ARTÍCULO:
Es sabido que hasta hace un par de siglos no se distinguió entre filosofía y ciencia. Los filósofos de la contrailustración, en particular Hegel, Schelling y Fichte, fueron los primeros en erigir una pared entre los dos campos. Aun así, no todos los siguieron.
Por ejemplo, el filósofo y matemático Bernhard Bolzano se inspiró en el gran científico y filósofo racionalista Leibniz antes que en los románticos. Los neokantianos, de Cohen y Natorp a Cassirer, hicieron grandes esfuerzos para mostrar que la filosofía de Kant era compatible con la ciencia, aunque acaso necesitara alguna cirugía plástica. A fines del siglo XIX se publicaba en lengua alemana una revista trimestral de filosofía científica. Y de 1927 a 1938 los neopositivistas reunidos en el Círculo de Viena, y luego expatriados a los Estados Unidos, declararon que hacían filosofía científica.
El que alguna de estas tentativas haya sido lograda es todavía hoy motivo de debate.
La ruptura final de la filosofía con la ciencia vino con el intuicionismo de Bergson, el neohegelianismo de Croce y Gentile, la fenomenología de Husserl, Scheler y el primer Hartmann, el existencialismo de Heidegger y Sartre, y la filosofía lingüística del segundo Wittgenstein, Austin y Strawson. Es verdad que Bergson saludó al darwinismo. Pero al mismo tiempo afirmó que la razón no puede comprender la vida, y que la ciencia sólo puede dar cuenta de lo inanimado. Además, su crítica a la teoría especial de la relatividad fue tan lamentable que él mismo mandó retirar su libro de la circulación.

Registros de colocación de puntos:

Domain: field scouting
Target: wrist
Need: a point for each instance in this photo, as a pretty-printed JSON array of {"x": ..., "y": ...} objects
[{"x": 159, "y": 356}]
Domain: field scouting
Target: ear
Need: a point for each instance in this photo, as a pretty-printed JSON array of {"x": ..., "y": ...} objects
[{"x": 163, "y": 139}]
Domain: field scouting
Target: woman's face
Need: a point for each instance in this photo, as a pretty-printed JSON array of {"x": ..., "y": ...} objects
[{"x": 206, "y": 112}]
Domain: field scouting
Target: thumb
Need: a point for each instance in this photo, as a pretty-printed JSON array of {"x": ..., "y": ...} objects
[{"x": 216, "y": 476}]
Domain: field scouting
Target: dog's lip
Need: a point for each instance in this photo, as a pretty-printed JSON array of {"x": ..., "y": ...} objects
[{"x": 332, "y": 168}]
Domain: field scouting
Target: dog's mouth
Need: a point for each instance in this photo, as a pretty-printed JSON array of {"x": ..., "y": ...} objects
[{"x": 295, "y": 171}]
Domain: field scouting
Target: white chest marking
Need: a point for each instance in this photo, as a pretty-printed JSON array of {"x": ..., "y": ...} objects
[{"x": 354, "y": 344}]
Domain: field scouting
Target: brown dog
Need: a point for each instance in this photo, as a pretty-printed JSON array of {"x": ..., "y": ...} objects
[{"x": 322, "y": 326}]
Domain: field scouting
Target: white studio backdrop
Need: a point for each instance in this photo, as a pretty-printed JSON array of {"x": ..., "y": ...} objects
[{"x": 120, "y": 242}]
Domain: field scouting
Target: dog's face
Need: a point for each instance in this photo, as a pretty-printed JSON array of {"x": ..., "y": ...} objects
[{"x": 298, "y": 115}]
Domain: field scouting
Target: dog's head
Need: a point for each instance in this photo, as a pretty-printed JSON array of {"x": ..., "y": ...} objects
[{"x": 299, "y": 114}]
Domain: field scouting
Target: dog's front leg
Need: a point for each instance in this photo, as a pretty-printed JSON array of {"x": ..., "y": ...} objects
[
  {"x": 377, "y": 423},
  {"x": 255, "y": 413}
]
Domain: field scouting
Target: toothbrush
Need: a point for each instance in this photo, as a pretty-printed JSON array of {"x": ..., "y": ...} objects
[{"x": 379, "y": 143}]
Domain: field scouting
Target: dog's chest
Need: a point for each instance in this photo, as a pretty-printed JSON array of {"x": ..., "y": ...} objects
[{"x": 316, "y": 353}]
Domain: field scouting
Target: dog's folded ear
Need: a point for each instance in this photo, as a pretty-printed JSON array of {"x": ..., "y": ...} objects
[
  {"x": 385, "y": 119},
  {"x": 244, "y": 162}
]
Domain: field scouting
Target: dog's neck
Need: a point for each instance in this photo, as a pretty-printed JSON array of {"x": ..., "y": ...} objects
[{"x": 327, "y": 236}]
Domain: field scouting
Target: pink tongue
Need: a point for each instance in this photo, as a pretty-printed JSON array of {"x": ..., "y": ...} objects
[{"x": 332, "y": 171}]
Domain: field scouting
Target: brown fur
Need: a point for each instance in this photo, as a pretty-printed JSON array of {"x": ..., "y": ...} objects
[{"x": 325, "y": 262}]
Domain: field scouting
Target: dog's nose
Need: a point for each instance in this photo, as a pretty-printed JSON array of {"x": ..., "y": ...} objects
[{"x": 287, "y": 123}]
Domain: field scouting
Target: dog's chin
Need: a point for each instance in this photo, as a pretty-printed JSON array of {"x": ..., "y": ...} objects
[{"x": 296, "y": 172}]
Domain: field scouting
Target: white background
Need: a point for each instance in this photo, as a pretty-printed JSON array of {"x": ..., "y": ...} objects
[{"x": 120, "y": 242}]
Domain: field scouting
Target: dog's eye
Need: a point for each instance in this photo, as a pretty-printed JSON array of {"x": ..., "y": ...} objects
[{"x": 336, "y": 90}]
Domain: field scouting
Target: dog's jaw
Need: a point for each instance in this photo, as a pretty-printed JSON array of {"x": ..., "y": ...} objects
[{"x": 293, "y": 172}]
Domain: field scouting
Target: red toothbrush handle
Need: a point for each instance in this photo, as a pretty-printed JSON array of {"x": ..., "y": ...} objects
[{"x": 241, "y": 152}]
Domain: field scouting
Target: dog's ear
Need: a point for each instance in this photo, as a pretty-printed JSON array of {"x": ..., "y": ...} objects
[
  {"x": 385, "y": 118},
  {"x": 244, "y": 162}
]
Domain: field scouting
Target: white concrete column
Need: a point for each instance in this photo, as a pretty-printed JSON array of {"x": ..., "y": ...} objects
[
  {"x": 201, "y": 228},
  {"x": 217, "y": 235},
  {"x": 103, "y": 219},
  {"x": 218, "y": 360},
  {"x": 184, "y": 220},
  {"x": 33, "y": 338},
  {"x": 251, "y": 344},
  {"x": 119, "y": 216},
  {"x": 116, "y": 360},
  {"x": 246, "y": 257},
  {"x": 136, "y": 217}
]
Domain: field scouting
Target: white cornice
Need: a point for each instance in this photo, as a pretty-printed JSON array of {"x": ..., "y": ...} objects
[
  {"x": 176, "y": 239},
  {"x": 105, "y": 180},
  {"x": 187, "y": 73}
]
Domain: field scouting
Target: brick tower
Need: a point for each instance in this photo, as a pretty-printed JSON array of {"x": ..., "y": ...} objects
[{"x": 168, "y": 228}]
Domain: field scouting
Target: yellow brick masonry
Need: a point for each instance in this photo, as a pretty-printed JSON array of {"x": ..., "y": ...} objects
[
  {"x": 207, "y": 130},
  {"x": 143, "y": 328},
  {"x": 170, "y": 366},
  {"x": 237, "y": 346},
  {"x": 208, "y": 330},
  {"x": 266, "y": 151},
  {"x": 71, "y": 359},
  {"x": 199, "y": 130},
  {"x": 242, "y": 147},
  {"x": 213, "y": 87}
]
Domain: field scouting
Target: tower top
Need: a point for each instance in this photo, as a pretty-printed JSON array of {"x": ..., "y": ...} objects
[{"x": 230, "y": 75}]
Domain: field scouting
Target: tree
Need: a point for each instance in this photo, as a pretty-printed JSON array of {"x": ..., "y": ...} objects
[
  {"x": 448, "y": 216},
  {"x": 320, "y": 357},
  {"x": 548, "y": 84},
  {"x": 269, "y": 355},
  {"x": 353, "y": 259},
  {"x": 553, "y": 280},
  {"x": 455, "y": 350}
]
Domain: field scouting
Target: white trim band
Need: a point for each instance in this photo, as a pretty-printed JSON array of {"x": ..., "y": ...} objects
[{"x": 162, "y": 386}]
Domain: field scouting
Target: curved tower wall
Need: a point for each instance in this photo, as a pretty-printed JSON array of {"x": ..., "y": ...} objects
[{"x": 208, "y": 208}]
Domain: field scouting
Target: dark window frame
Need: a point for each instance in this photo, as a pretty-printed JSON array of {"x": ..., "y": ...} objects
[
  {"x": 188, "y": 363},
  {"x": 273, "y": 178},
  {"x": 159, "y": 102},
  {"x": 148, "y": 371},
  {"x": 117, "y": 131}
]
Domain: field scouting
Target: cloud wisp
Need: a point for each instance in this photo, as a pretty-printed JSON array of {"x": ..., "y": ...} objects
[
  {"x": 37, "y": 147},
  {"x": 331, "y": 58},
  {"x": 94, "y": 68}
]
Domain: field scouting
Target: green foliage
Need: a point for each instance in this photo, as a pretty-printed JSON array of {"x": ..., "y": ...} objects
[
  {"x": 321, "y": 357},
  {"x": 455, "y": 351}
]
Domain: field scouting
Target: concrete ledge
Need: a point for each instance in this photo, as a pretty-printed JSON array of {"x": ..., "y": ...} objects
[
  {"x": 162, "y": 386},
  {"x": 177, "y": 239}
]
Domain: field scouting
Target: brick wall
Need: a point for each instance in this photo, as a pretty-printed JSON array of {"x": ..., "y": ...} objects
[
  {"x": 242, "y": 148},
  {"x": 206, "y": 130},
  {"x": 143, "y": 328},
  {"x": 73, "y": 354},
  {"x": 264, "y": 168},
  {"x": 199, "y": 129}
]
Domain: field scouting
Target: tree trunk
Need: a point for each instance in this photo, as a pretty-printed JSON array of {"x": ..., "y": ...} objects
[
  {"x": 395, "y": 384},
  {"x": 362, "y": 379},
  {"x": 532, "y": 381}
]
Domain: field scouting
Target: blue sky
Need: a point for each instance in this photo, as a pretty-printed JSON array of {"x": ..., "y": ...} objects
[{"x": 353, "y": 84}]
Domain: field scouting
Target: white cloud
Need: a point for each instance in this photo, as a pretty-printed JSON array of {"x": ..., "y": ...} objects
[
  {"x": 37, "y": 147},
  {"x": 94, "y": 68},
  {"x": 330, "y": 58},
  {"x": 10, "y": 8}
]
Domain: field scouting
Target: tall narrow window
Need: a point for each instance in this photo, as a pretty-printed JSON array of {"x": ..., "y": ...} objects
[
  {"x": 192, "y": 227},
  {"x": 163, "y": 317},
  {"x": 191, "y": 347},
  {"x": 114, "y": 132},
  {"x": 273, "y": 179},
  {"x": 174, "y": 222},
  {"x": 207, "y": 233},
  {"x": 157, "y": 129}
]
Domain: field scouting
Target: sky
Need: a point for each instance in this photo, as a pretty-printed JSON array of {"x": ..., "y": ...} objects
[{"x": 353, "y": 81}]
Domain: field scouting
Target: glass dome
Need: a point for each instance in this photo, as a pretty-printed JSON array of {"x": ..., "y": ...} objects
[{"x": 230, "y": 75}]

ACTIVIDADES:
1. Según el artículo, ¿qué hizo Bergson con su libro después de criticar la teoría especial de la relatividad?
2. Explica, a partir del artículo, por qué Bergson aparece entre quienes rompieron con la ciencia, aunque saludó al darwinismo.
El listado no hace falta para resolver las actividades.

SOLUCIONES:
1. Mandó retirarlo de la circulación.

2. Aunque saludó al darwinismo, al mismo tiempo afirmó que la razón no puede comprender la vida. También sostuvo que la ciencia sólo puede dar cuenta de lo inanimado.